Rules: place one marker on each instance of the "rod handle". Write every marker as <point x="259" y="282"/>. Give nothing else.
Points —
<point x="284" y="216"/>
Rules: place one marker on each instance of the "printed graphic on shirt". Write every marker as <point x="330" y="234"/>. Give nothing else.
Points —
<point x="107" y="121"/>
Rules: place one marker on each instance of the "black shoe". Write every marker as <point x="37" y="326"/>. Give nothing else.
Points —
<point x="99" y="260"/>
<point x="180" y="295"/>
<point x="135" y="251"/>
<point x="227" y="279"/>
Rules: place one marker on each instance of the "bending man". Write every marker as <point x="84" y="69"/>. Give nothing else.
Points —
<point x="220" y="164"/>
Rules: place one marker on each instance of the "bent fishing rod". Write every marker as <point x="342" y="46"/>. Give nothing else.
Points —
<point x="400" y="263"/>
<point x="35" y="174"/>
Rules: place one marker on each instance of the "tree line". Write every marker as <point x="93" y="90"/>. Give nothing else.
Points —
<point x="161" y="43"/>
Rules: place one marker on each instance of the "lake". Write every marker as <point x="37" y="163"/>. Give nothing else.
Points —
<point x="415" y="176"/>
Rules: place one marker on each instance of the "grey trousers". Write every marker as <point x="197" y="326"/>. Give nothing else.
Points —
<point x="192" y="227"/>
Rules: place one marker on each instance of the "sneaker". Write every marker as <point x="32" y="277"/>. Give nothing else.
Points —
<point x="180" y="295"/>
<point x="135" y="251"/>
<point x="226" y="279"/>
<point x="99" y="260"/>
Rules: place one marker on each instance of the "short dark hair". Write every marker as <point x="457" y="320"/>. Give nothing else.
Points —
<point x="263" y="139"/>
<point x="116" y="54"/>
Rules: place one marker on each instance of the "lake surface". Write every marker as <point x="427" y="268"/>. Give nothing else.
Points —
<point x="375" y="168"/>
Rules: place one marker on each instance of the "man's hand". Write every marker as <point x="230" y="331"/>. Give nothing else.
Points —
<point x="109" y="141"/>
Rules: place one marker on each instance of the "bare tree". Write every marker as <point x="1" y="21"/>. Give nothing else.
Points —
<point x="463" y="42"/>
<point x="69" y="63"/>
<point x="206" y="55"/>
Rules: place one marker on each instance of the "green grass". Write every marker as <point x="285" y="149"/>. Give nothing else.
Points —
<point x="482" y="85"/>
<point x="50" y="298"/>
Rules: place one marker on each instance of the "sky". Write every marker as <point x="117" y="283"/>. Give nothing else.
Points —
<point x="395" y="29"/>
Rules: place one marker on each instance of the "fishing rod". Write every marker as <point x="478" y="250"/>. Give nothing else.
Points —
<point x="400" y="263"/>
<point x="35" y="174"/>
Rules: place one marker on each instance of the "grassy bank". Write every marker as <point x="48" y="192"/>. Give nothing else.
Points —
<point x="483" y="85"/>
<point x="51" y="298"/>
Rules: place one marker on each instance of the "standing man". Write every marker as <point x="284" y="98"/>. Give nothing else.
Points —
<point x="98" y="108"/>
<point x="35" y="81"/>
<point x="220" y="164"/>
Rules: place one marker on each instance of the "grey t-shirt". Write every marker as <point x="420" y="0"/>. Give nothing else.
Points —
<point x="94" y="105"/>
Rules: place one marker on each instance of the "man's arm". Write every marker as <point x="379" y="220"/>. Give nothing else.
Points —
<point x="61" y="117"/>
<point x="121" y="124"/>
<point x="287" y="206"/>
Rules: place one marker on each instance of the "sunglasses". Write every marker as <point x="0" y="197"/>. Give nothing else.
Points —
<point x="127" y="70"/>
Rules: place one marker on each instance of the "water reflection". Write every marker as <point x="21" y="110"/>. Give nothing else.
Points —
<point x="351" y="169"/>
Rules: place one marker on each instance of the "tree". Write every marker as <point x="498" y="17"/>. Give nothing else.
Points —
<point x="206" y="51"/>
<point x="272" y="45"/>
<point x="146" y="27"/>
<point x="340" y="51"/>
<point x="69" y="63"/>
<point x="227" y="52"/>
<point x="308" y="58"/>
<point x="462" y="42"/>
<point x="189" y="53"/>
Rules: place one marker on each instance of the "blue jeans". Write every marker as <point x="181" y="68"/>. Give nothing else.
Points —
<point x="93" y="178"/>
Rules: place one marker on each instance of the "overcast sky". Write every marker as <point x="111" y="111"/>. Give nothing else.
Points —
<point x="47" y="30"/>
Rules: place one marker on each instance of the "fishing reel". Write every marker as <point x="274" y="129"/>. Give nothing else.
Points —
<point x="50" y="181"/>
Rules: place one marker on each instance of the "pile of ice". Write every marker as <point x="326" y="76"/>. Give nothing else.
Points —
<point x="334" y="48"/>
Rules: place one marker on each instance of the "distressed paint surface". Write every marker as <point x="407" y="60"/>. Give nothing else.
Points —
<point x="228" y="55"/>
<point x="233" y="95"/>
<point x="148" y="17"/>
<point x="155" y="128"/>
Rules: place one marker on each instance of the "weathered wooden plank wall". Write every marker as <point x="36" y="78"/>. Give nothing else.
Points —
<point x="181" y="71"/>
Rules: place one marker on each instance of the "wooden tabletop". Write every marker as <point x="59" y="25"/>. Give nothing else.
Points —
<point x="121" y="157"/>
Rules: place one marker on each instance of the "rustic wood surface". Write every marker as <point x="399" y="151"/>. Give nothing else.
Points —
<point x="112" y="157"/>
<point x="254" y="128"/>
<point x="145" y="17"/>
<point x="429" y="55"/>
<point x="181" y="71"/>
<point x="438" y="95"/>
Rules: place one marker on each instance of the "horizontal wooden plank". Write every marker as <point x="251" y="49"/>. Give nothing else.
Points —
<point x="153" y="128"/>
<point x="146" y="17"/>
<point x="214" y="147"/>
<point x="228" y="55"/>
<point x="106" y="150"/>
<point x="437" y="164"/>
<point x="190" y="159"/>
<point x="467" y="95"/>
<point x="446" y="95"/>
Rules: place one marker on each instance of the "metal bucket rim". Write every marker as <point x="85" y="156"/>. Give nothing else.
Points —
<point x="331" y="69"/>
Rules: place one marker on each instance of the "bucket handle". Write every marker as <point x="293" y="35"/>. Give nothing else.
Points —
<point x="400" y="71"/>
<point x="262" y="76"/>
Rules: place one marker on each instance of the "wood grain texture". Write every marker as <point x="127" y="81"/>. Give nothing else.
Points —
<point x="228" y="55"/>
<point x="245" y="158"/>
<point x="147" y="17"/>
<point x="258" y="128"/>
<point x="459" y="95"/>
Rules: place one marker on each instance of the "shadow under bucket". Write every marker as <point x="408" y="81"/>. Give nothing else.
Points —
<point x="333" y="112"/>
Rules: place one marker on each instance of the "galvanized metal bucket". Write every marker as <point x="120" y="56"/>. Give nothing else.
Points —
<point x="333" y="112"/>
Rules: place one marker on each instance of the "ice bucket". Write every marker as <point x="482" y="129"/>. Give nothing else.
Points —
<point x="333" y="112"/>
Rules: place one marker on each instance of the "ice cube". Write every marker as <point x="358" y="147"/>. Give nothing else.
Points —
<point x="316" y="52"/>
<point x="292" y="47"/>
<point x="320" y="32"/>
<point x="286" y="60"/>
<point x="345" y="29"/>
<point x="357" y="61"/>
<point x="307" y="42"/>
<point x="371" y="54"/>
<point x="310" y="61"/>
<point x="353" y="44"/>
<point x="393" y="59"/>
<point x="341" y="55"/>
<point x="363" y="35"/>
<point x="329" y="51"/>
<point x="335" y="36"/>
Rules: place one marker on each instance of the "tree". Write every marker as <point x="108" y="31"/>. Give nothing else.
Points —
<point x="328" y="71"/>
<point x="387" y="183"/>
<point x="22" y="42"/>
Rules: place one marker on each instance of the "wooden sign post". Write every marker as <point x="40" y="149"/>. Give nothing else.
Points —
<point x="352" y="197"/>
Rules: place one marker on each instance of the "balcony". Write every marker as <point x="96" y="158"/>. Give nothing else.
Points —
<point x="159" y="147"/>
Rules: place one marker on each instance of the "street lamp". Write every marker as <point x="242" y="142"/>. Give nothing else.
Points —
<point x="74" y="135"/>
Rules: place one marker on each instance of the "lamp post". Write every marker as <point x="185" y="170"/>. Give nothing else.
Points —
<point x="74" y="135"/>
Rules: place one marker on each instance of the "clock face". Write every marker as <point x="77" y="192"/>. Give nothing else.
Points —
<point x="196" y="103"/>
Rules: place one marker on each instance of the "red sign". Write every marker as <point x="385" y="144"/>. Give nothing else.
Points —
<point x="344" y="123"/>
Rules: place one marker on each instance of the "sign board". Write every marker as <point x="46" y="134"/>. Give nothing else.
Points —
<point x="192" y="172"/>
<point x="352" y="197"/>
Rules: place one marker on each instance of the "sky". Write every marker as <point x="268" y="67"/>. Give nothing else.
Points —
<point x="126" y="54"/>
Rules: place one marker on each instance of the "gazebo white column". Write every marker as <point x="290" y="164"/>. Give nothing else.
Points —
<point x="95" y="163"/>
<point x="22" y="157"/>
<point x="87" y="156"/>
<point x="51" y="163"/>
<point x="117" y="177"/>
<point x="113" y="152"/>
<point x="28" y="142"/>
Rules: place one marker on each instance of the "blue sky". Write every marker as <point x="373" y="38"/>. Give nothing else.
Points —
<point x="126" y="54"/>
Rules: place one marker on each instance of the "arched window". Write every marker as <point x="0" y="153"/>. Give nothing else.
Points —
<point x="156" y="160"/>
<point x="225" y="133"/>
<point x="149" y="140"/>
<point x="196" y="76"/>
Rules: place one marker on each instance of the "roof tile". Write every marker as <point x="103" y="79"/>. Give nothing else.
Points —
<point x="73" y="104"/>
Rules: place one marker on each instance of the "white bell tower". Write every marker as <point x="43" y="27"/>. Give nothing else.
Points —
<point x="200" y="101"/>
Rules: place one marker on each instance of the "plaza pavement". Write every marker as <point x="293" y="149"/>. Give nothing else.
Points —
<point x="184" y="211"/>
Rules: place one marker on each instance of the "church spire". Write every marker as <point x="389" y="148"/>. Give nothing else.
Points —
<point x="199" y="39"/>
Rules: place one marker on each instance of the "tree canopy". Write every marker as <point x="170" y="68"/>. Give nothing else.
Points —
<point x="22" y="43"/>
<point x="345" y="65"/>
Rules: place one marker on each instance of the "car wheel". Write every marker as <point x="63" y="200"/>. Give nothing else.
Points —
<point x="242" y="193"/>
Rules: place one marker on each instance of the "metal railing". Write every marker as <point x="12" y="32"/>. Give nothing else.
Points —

■ ■ ■ ■ ■

= Work to complete =
Please collect every line in the listing above that contains the word "fishing".

= Written answer =
Rules: place one marker on each instance of the "bent fishing rod". Write every marker as <point x="342" y="46"/>. Give nothing else.
Rules: place one marker on each instance of the "fishing rod". Write every marker as <point x="478" y="250"/>. Give nothing else.
Rules: place one marker on each instance of the "fishing reel". Write every marker as <point x="274" y="129"/>. Give nothing else.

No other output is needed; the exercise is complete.